>> start SUPPLIED MATERIAL
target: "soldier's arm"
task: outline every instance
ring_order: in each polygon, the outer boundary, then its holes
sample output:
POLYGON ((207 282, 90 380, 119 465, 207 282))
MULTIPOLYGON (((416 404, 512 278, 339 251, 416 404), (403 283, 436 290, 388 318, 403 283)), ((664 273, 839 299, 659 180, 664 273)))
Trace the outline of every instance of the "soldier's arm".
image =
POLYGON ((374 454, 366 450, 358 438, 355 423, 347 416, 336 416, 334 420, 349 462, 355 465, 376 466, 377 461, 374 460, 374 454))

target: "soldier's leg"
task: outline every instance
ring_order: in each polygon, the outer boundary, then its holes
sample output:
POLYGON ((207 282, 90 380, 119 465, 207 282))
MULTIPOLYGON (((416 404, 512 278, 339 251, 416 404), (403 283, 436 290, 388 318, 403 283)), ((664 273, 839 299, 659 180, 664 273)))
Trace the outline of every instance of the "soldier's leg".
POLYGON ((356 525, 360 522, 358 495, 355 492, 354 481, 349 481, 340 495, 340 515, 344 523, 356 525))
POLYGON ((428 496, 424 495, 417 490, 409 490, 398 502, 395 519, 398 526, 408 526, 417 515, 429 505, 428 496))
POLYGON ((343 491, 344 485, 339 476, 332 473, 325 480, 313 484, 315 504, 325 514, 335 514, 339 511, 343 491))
>> end SUPPLIED MATERIAL
** PROBLEM **
Copy all of the lines above word for word, changing nothing.

** TASK SOLUTION **
target: "soldier's arm"
task: outline every instance
ring_order: in each polygon, the outer boundary, then its holes
sample output:
POLYGON ((207 282, 90 380, 119 465, 207 282))
MULTIPOLYGON (((416 404, 512 278, 339 251, 416 404), (403 283, 436 290, 388 318, 403 283)), ((664 273, 839 299, 659 180, 664 273)))
Trace the outline of every instance of the "soldier's arm".
image =
POLYGON ((374 454, 366 450, 358 438, 355 423, 347 416, 336 416, 334 420, 349 462, 355 465, 376 466, 377 461, 374 460, 374 454))

target: "soldier's leg"
task: outline every instance
ring_order: in each polygon, the outer boundary, then its holes
sample output:
POLYGON ((207 282, 90 380, 119 465, 207 282))
MULTIPOLYGON (((416 404, 512 278, 339 251, 416 404), (403 283, 436 290, 388 318, 403 283)), ((664 273, 839 299, 659 180, 664 273)))
Trace the outline of every instance of the "soldier's leg".
POLYGON ((356 525, 360 522, 358 495, 355 492, 354 481, 349 481, 340 495, 340 515, 344 523, 356 525))
POLYGON ((428 496, 424 495, 417 490, 409 490, 398 502, 395 519, 398 526, 408 526, 417 515, 429 505, 428 496))
POLYGON ((343 491, 344 485, 339 476, 332 473, 325 480, 313 484, 315 504, 325 514, 335 514, 339 511, 343 491))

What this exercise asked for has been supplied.